The problem: Render all the records below as a two-column CSV with the header "text" and "answer", one row per record, putting each field in double quotes and replacing every line break with a space.

Data items:

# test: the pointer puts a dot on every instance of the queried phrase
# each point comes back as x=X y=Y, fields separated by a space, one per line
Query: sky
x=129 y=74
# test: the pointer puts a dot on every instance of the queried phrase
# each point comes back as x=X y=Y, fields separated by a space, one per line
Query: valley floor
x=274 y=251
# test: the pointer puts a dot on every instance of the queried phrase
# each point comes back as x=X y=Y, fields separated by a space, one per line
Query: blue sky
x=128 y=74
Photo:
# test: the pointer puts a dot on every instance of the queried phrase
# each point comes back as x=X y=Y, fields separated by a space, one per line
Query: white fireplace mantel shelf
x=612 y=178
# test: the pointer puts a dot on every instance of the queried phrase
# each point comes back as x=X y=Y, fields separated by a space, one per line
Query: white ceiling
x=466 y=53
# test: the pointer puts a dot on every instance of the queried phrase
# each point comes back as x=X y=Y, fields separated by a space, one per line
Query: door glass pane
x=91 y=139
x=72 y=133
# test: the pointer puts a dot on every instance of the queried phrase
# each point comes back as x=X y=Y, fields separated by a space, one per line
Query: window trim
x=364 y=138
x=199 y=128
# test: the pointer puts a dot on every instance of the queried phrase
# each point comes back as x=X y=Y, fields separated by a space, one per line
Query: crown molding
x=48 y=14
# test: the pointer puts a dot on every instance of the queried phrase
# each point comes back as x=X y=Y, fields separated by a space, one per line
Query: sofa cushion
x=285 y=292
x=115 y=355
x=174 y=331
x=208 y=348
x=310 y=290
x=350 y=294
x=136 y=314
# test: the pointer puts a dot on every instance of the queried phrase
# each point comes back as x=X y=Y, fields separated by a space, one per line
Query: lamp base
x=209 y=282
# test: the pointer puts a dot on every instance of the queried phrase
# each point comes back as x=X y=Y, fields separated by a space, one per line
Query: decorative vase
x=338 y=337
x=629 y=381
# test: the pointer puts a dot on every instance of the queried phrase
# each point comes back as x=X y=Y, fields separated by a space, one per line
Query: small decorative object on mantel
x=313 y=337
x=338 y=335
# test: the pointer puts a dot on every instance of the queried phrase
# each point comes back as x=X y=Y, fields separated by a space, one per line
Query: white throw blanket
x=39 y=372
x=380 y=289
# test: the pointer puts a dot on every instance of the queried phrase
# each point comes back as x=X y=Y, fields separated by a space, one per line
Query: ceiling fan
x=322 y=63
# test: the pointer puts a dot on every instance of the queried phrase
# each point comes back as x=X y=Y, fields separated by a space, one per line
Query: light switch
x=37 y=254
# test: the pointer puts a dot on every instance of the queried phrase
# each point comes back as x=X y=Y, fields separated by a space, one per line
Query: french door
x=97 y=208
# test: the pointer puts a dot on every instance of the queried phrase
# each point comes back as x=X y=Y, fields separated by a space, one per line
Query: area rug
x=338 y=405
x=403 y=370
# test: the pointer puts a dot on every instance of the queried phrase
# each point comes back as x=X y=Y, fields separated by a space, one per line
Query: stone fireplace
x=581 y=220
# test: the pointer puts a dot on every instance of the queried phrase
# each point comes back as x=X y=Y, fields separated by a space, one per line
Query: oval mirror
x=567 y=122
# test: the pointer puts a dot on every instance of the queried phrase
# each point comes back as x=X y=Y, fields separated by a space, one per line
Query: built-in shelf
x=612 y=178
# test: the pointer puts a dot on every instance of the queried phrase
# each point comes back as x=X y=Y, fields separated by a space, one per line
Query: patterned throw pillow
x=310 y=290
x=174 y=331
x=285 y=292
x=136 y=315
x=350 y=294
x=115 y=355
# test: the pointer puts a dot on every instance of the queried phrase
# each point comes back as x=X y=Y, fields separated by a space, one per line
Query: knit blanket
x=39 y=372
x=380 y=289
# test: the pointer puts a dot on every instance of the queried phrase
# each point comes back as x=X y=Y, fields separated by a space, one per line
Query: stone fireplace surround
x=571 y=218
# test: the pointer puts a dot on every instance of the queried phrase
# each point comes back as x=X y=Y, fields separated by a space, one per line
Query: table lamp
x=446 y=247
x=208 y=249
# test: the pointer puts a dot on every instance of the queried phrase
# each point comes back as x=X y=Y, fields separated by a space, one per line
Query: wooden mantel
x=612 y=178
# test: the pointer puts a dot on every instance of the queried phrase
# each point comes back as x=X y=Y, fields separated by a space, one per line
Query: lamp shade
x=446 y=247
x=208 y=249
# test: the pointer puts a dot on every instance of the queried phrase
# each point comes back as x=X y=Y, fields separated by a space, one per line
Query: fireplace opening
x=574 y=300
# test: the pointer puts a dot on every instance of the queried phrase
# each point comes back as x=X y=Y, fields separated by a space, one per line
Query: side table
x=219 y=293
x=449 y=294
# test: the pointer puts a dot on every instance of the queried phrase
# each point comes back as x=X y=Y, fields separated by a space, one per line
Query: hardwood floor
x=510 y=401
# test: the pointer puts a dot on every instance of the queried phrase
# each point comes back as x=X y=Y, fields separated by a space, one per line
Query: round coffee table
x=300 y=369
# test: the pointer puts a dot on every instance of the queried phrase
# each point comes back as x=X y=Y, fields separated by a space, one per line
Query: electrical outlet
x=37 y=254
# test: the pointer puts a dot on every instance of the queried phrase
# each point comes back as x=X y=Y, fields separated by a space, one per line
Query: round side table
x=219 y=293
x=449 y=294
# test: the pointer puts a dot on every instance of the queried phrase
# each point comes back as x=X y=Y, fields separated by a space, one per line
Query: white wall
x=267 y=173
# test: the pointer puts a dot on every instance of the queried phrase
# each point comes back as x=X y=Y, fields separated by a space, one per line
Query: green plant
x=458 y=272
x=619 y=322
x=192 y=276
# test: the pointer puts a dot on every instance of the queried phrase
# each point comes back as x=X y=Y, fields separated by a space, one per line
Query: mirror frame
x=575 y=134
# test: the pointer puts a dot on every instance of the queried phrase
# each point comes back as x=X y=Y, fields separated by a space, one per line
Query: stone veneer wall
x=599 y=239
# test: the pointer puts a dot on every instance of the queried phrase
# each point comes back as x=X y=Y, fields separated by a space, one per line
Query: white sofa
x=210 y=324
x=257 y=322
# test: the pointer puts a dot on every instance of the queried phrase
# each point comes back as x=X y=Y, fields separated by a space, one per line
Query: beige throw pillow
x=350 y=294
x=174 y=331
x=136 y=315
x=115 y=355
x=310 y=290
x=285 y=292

Result of this exercise:
text,answer
"# test: the pointer puts a dot on every instance of the queried phrase # each point comes back as x=X y=Y, fields separated by a space, one per line Query: sky","x=129 y=74"
"# test: the pointer puts a dot on every instance of the queried phrase # each point comes back as x=X y=Y, fields separated by a space, one per line Query: valley floor","x=274 y=251"
"# test: the pointer puts a dot on every instance of the queried phrase # each point comes back as x=X y=Y, fields separated by a space, one per line Query: blue sky","x=128 y=74"
"Photo: # test: the pointer puts a dot on every instance of the queried phrase # each point comes back as x=X y=Y, fields separated by a space, one per line Query: white fireplace mantel shelf","x=612 y=178"
"# test: the pointer puts a dot on every instance of the queried phrase # each point comes back as x=X y=Y, fields separated by a space, one per line Query: white ceiling","x=466 y=53"
"# test: the pointer puts a dot on every instance of the queried phrase # each point comes back as x=X y=Y, fields separated by a space, one per line Query: door glass pane","x=91 y=139 x=72 y=133"
"# test: the pointer puts a dot on every instance of the queried phrase # each point comes back as x=X y=Y, fields separated by a space, one per line Query: window trim","x=364 y=138 x=199 y=128"
"# test: the pointer puts a dot on every instance of the queried phrase # each point comes back as x=X y=Y, fields separated by a space, one per line Query: crown molding","x=48 y=14"
"# test: the pointer puts a dot on every instance of the queried phrase # each point comes back as x=X y=Y, fields separated by a space, one per line Query: sofa cushion","x=285 y=292 x=115 y=355 x=174 y=331 x=208 y=348 x=310 y=290 x=350 y=294 x=136 y=314"
"# test: the pointer puts a dot on every instance of the queried phrase # each point comes back as x=X y=Y, fields separated by a space, one per line Query: lamp base","x=209 y=282"
"# test: the pointer puts a dot on every instance of the queried phrase # each point comes back as x=X y=Y, fields separated by a space, one per line Query: decorative vase","x=338 y=337 x=629 y=381"
"# test: the pointer puts a dot on every instance of the queried phrase # each point comes back as x=X y=Y, fields separated by a space, one per line Query: small decorative object on mantel","x=313 y=337 x=338 y=335"
"# test: the pointer puts a dot on every instance of the queried phrase # each point comes back as x=X y=Y, fields separated by a space, one per line Query: white throw blanket","x=39 y=372 x=380 y=289"
"# test: the pointer puts a dot on every instance of the queried phrase # each point comes back as x=X y=Y, fields separated by a space, one per line Query: ceiling fan","x=322 y=63"
"# test: the pointer puts a dot on every instance of the queried phrase # each point comes back as x=X y=Y, fields separated by a space, one per line Query: light switch","x=37 y=254"
"# test: the pointer puts a dot on every instance of the queried phrase # each point comes back as x=X y=Y, fields separated by a space, one per line Query: french door","x=97 y=208"
"# test: the pointer puts a dot on every instance of the queried phrase # each point comes back as x=X y=Y, fields separated by a space, one per line Query: area rug","x=338 y=405 x=403 y=370"
"# test: the pointer puts a dot on every instance of the queried phrase # each point comes back as x=X y=Y, fields separated by a space, one per line Query: stone fireplace","x=581 y=220"
"# test: the pointer puts a dot on every instance of the queried phrase # each point comes back as x=X y=Y, fields separated by a space, one per line Query: oval mirror","x=567 y=122"
"# test: the pointer puts a dot on every instance of the queried phrase # each point comes back as x=X y=Y, fields separated by a space, one per line Query: built-in shelf","x=612 y=178"
"# test: the pointer puts a dot on every instance of the queried phrase # each point comes back as x=X y=Y, fields separated by a space, one per line Query: patterned throw pillow","x=310 y=290 x=174 y=331 x=285 y=292 x=136 y=315 x=350 y=294 x=115 y=355"
"# test: the pointer puts a dot on every instance of the queried phrase # each point comes back as x=X y=Y, fields separated by a space, one per line Query: knit blanket","x=39 y=372 x=380 y=289"
"# test: the pointer puts a dot on every instance of the queried phrase # each point comes back as x=X y=Y, fields separated by a space, one per line Query: stone fireplace surround","x=571 y=218"
"# test: the pointer puts a dot on every instance of the queried phrase # each point comes back as x=X y=Y, fields separated by a space, one per line Query: table lamp","x=446 y=247 x=208 y=249"
"# test: the pointer puts a dot on every instance of the queried phrase # each point comes back as x=X y=Y, fields separated by a space, one per line Query: wooden mantel","x=612 y=178"
"# test: the pointer puts a dot on every instance of the queried phrase # each point comes back as x=X y=Y, fields separated by a space, one per line Query: lamp shade","x=446 y=247 x=208 y=249"
"# test: the pointer puts a dot on every instance of the queried phrase # each point comes back as x=X y=Y, fields separated by a space, one per line Query: fireplace opening","x=574 y=300"
"# test: the pointer puts a dot on every instance of the queried phrase # each point comes back as x=X y=Y, fields separated by a space, one per line Query: side table","x=219 y=293 x=449 y=294"
"# test: the pointer puts a dot on every instance of the queried phrase # each point comes back as x=X y=Y, fields separated by a space, one per line Query: hardwood floor","x=510 y=401"
"# test: the pointer puts a dot on every instance of the queried phrase # each point comes back as x=X y=Y, fields separated by a space, one per line Query: round coffee table","x=300 y=369"
"# test: the pointer puts a dot on every instance of the queried phrase # each point comes back as x=X y=Y, fields separated by a space, one per line Query: electrical outlet","x=37 y=254"
"# test: the pointer puts a dot on every instance of the queried phrase # each point comes back as x=X y=Y, fields separated by a space, one per line Query: round side table","x=219 y=293 x=449 y=294"
"# test: the pointer puts a dot on every instance of the queried phrase # each point comes back as x=X y=Y, fields separated by a space, one per line Query: white wall","x=267 y=173"
"# test: the pointer puts a dot on every instance of the queried phrase # each point comes back as x=X y=Y, fields separated by a space, one per line Query: green plant","x=458 y=272 x=619 y=322 x=192 y=276"
"# test: the pointer puts a dot on every instance of the queried phrase # each point comes back as x=X y=Y, fields separated by a space, one per line Query: mirror frame","x=575 y=134"
"# test: the pointer puts a dot on every instance of the queried phrase # each point comes back as x=X y=Y, fields separated by a space, one per line Query: stone veneer wall","x=599 y=239"
"# test: the pointer puts a dot on every instance of the queried phrase # each point comes back as x=X y=Y, fields separated by a space, one per line Query: white sofa","x=210 y=324 x=257 y=322"
"# test: the pointer puts a dot on every instance of the queried phrase # each point comes back as x=X y=Y, fields separated by a space, one per line Query: beige throw pillow","x=350 y=294 x=174 y=331 x=136 y=315 x=115 y=355 x=310 y=290 x=285 y=292"